Bireysel emekliliğe hak kazanan yüzde 5 gelir vergisi
öder
Bireysel emeklilik sisteminden emeklilik
hakkı kazananlar ile sistemden zorunlu nedenlerle
ayrılanlara yapılan ödemeler yüzde 5 gelir vergisi
kesintisi yapılır. Sistemden 10 yıl prim ödemeyenlere
yapılan vergi kesintisi ise yüzde 15 düzeyinde olur.
SORU: Bireysel emeklilik şirketleri tarafından sigortalı
adına değerlendirilen tasarrufların iadesi sırasında
yapılan gelir vergisi kesintisi, sisteme ödenen bedeller
de dahil nemaları toplamı üzerinden mi yapılacak, yoksa
sadece yapılan birikimlerin neması mı kesinti konusu
olacaktır?
Bazı hallerde tasarruf sahipleri çeşitli nedenlerle
sistemden çıkmak istemektedirler. Bu durumda yapılan
geri ödemelerin tümü vergilendirilecek mi?
YANIT: Gelir Vergisi Yasası'nın 75. maddesinin 2.
fıkrasının 15. bendi uyarınca "Tüzel kişiliği haiz
emekli sandıkları, yardım sandıkları ile emeklilik ve
sigorta şirketleri tarafından;
* On yıl süreyle prim, aidat veya katkı payı ödemeden
ayrılanlara yapılan ödemeler,
* On yıl süreyle katkı payı ödemiş olmakla birlikte
bireysel emeklilik sisteminden emeklilik hakkı
kazanmadan ayrılanlar ile diğer sandık ve sigortalardan
on yıl süreyle prim veya aidat ödeyenlere ve vefat,
maluliyet veya tasfiye gibi zorunlu nedenlerle
ayrılanlara yapılan ödemeler,
* Bireysel emeklilik sisteminden emeklilik hakkı
kazananlar ile bu sistemden vefat, maluliyet veya
tasfiye gibi zorunlu nedenlerle ayrılanlara yapılan
ödemeler
menkul sermaye iradı olarak kabul edilmiş olup, söz
konusu ödemelerin Gelir Vergisi Yasası'nın 94.

============================================================

▸ **Görevler**
- a) Bireysel emeklilik vergisiyle ilgili metne göre şu soruları yanıtlayın:
(i) Bireysel emeklilik sisteminden emeklilik hakkı kazananlara yapılan ödemelerden yüzde kaç gelir vergisi kesilir?
(ii) Sistemden 10 yıl prim ödemeyenlere yapılan vergi kesintisi hangi düzeydedir?
(iii) "YANIT" ile başlayan kısımda Gelir Vergisi Yasası'nın hangi maddesinin hangi fıkrası ve bendi anılır?
- b) Bireysel emeklilik vergisiyle ilgili metni kaldığı yerden sürdürün.

▸ **Derlenen malzeme**
============================================================

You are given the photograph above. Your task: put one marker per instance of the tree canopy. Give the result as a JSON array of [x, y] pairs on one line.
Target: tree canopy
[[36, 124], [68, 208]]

============================================================

▸ **Yanıtlar**
- a)
(i) Yüzde 5.
(ii) Yüzde 15.
(iii) 75. maddesinin 2. fıkrasının 15. bendi.

- b)
maddesinin 15. bendi uyarınca on yıl süreyle prim, aidat
veya katkı payı ödemeden ayrılanlara yapılan geri
ödemeler yüzde 15, on yıl süre ile katkı payı ödemiş
olmakla birlikte emeklilik hakkı kazanmadan ayrılanlara
yapılan ödemelerden yüzde 10 oranlarında gelir vergisi
kesintisi yapılması öngörülmüştür.
Yasal düzenleme gereği olarak bireysel emeklilik
sisteminden emeklilik hakkı kazananlar ile bu sistemden
vefat, maluliyet veya tasfiye gibi zorunlu nedenlerle
ayrılanlara yapılan ödemeler ise yüzde 5 oranında gelir
vergisi tevkifatına tabi tutulmaktadır.
Burada dikkat edilmesi gereken özellik Gelir Vergisi
Yasası'nın 75. maddesinin 2. fıkrasının 15. bendi
uyarınca, emeklilik ve sigorta şirketleri ile emekli ve
yardım sandıklarına yatırılan prim, aidat ve katkı payı
tutarlarının sağladığı "iratlar" değil, bu kurum ve
kuruluşlar tarafından katılımcılara yapılan ödemelerin
tamamının "menkul sermaye iradı" olarak dikkate alınması
ve tevkifata tabi tutulmasıdır.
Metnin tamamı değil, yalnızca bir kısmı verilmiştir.